Box-labeled dataset records
——
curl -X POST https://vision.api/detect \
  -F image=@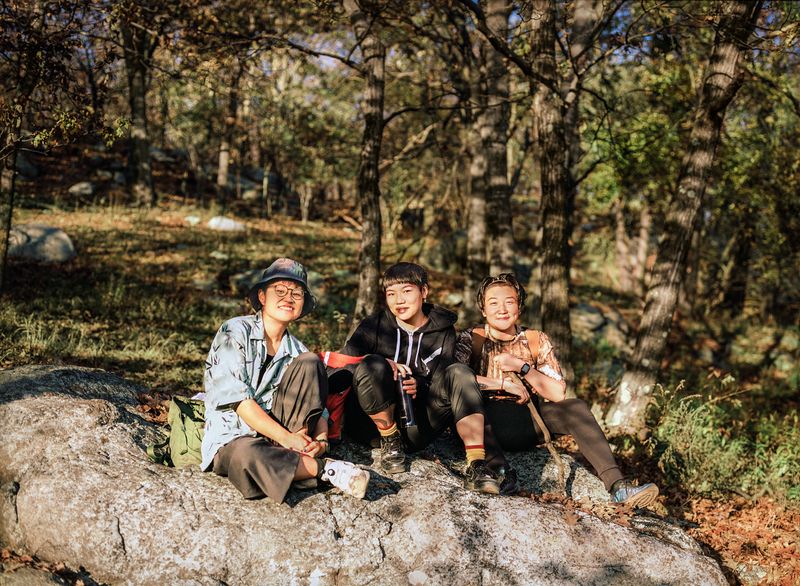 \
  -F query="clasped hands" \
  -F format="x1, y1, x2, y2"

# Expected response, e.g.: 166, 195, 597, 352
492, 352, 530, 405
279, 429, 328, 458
——
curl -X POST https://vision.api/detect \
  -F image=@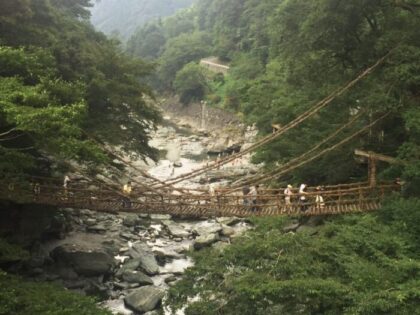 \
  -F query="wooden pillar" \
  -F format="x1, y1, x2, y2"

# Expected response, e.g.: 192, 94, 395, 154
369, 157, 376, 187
——
## [Task details]
Select every line in the records above that contains the string "Expected", and copy those lines.

## [Answer]
# Expected response, e.g.: 166, 195, 597, 352
# Expected response, e.g.: 192, 94, 395, 154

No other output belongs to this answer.